• Listed entries:
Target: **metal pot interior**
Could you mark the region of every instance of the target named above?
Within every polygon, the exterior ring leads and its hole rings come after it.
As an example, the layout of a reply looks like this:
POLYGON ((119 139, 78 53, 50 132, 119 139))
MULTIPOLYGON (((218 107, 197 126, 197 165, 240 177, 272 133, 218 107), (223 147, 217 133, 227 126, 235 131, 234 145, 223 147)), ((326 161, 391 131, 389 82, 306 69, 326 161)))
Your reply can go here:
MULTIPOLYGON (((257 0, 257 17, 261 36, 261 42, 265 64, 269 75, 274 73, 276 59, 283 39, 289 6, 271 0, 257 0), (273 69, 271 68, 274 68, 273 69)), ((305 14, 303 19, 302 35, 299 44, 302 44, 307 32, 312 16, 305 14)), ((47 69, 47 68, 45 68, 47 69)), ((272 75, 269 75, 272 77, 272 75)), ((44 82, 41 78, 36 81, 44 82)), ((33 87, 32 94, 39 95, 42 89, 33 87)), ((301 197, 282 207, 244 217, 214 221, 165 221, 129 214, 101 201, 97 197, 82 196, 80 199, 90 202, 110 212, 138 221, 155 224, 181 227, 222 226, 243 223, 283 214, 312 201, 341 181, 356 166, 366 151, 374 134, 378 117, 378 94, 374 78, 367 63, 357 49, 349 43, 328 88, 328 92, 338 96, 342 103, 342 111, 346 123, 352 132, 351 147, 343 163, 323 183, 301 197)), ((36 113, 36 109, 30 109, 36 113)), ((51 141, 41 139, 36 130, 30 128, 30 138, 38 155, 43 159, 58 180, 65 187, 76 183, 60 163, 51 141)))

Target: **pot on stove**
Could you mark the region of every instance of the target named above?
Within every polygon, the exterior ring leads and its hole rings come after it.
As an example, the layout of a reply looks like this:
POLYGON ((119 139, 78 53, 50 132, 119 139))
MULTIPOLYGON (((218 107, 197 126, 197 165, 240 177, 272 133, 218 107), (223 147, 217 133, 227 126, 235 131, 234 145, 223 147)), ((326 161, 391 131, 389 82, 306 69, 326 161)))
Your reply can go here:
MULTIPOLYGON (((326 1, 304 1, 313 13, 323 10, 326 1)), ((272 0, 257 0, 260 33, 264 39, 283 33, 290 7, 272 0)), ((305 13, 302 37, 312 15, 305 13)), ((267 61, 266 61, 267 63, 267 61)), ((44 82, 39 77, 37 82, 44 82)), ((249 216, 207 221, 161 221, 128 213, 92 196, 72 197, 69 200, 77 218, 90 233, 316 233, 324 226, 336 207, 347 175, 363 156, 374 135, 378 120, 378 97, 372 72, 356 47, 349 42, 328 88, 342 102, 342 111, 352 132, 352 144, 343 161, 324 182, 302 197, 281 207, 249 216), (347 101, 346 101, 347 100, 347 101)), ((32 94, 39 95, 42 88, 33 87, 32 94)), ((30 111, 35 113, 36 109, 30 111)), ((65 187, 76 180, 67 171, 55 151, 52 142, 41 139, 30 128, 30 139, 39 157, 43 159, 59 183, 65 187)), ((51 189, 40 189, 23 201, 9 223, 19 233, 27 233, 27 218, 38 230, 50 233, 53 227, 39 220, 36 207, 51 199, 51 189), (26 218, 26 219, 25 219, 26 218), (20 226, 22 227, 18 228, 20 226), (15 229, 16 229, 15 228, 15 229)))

• Do this: Please extract every one of the entries above line for line, changing nothing.

• Expected answer:
Target: **metal pot interior**
Could you mark the region of every instance of the target named above?
Within every polygon, the exterior ring leads and its hole rings come after it.
As an example, the layout of a reply looks like this:
POLYGON ((119 139, 78 53, 50 132, 119 139))
MULTIPOLYGON (((218 107, 197 126, 197 165, 240 177, 272 133, 218 107), (223 147, 217 133, 227 126, 235 131, 234 145, 223 147)), ((326 161, 391 131, 389 82, 306 69, 326 161)))
Your reply can go here:
MULTIPOLYGON (((257 0, 257 17, 261 36, 261 42, 265 64, 269 75, 274 73, 276 59, 283 39, 289 6, 271 0, 257 0), (273 69, 271 68, 274 68, 273 69)), ((305 14, 303 19, 302 35, 299 44, 302 44, 307 32, 312 16, 305 14)), ((47 69, 47 68, 45 68, 47 69)), ((272 75, 269 75, 272 77, 272 75)), ((44 82, 41 78, 36 81, 44 82)), ((33 87, 32 94, 39 95, 42 89, 33 87)), ((301 197, 282 207, 244 217, 214 221, 165 221, 129 214, 101 201, 97 197, 82 196, 80 199, 90 202, 110 212, 138 221, 155 224, 181 227, 222 226, 243 223, 283 214, 312 201, 341 181, 356 166, 366 151, 374 134, 378 117, 378 94, 374 78, 367 63, 357 49, 349 43, 328 88, 328 92, 338 96, 342 103, 342 111, 346 123, 352 132, 351 147, 343 163, 323 183, 301 197)), ((36 113, 36 109, 30 109, 36 113)), ((51 141, 41 139, 36 130, 30 128, 30 138, 38 155, 43 159, 58 180, 65 187, 76 183, 60 163, 51 141)))

Target: **pot on stove**
Could you mark the region of every instance of the target named above?
Within every polygon, the exterior ring leads and its hole rings come after it.
As an example, the layout of a reply looks like this:
POLYGON ((119 139, 78 53, 50 132, 119 139))
MULTIPOLYGON (((218 107, 197 126, 197 165, 240 177, 272 133, 218 107), (223 147, 217 133, 227 126, 235 131, 234 145, 223 147)), ((326 161, 391 131, 389 82, 306 69, 326 161)))
Your reply can go here:
MULTIPOLYGON (((326 1, 304 1, 313 13, 323 10, 326 1)), ((272 0, 257 0, 260 33, 264 39, 283 33, 290 7, 272 0)), ((305 13, 302 37, 312 15, 305 13)), ((267 61, 266 61, 267 63, 267 61)), ((44 82, 39 77, 37 82, 44 82)), ((249 216, 207 221, 161 221, 128 213, 92 196, 72 197, 69 200, 77 218, 90 233, 316 233, 324 226, 336 207, 347 175, 363 156, 374 135, 378 120, 378 97, 372 72, 356 47, 349 42, 328 88, 342 102, 342 111, 352 132, 352 144, 343 161, 324 182, 302 197, 281 207, 249 216), (347 101, 346 101, 347 100, 347 101)), ((32 94, 39 95, 42 88, 33 87, 32 94)), ((30 111, 35 113, 36 109, 30 111)), ((65 187, 76 180, 67 171, 55 151, 52 142, 41 139, 30 128, 30 139, 39 157, 43 159, 59 183, 65 187)), ((51 189, 40 189, 23 201, 9 223, 19 233, 27 233, 27 218, 38 230, 50 233, 53 227, 39 220, 36 207, 51 199, 51 189), (26 218, 26 219, 25 219, 26 218), (20 226, 22 227, 18 228, 20 226), (15 229, 16 229, 15 228, 15 229)))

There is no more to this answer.